:: Data in this exercise

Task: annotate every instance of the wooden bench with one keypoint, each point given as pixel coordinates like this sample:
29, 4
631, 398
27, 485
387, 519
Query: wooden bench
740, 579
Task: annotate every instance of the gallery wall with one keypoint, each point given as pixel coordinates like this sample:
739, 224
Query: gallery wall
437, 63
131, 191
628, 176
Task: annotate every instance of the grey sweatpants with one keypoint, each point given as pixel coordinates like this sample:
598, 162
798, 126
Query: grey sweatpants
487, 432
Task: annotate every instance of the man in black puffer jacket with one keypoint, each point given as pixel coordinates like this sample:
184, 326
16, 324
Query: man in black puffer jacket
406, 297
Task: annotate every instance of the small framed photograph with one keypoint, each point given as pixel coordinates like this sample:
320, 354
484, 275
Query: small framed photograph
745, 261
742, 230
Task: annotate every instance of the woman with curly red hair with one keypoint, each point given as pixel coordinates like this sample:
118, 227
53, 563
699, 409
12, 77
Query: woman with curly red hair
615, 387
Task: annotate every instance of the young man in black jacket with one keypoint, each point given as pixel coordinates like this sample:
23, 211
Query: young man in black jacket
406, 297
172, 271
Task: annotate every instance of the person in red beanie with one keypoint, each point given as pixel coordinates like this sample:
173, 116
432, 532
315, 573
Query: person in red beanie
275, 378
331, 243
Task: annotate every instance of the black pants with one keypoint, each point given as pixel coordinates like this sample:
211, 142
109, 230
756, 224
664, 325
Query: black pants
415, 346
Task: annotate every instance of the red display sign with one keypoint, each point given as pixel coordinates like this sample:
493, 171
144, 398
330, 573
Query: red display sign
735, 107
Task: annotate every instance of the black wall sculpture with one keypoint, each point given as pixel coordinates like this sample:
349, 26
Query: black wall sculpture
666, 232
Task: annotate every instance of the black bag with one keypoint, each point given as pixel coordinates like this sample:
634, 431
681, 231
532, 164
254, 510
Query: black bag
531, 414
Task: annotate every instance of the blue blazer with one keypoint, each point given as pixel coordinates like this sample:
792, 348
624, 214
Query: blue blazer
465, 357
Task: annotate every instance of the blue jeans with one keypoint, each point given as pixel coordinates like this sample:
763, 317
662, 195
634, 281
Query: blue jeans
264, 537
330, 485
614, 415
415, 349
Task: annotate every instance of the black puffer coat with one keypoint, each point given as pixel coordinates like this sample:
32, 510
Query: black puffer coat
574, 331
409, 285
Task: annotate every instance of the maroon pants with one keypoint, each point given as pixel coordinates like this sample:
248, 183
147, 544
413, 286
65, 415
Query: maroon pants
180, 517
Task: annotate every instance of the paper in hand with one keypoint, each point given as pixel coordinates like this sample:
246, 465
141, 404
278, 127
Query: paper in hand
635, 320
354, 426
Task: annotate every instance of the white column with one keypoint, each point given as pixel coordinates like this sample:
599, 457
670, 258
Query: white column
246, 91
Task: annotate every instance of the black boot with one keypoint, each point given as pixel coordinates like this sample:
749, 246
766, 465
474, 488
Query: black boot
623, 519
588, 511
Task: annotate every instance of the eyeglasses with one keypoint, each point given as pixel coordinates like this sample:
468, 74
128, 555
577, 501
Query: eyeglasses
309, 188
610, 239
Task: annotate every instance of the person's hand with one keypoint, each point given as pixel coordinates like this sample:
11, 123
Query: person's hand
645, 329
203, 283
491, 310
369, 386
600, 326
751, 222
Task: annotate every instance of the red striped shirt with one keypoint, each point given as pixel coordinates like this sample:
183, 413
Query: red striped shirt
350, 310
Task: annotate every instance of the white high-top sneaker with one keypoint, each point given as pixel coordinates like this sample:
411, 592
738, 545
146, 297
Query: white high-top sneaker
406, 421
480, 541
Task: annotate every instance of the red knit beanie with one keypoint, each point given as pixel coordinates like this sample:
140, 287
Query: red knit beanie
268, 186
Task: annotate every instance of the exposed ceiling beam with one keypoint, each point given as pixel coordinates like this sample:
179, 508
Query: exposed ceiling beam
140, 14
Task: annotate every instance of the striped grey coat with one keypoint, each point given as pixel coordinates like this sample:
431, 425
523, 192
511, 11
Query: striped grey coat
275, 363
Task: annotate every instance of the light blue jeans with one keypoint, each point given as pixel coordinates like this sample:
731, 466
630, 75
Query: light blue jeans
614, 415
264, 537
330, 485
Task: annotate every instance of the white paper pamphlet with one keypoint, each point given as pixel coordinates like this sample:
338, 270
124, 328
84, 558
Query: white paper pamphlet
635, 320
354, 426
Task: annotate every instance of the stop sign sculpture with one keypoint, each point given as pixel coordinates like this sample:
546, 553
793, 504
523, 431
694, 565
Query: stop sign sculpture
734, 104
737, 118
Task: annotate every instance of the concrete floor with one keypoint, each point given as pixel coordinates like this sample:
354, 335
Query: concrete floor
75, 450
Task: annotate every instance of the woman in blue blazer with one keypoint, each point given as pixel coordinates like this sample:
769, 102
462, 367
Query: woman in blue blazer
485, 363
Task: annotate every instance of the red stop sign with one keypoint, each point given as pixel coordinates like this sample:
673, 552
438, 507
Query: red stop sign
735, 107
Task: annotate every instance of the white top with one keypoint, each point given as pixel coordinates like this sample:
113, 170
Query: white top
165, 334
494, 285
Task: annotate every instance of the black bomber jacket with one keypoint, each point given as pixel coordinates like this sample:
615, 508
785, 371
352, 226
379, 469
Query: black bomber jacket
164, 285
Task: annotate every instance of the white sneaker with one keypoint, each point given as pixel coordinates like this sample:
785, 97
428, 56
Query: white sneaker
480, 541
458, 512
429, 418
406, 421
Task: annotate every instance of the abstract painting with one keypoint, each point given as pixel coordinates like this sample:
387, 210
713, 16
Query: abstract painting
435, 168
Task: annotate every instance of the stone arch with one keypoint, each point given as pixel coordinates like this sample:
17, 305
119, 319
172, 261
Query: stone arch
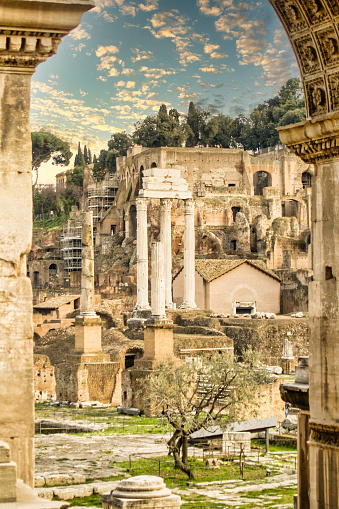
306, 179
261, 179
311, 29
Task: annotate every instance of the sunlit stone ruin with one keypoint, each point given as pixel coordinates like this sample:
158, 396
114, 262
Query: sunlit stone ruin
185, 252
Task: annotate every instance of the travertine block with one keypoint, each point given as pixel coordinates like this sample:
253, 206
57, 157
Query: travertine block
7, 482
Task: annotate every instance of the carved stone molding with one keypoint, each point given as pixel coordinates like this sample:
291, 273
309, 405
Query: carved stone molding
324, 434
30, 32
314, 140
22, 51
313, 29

::::

Directive: Transcribe exactly the line containing "Task: annotate every instance of the sunlit" and all remaining lines of the material, ending with the last one.

Finished exercise:
Task: annotate every instance of the sunlit stone ruin with one keypoint, each point given as pixel coordinates like this sample:
158, 396
114, 262
Query: sunlit stone ruin
185, 252
Task: annotate every instance of the travertine block with one keypoint, each point given as pixel coordinates like this sample:
253, 206
57, 157
Query: travertine block
7, 482
Task: annotate every instance of the carved stone molding with one keypoint, each point given as pixel coordinates like this sample:
291, 273
309, 405
Query: carved stone molding
324, 434
30, 32
314, 140
22, 51
313, 29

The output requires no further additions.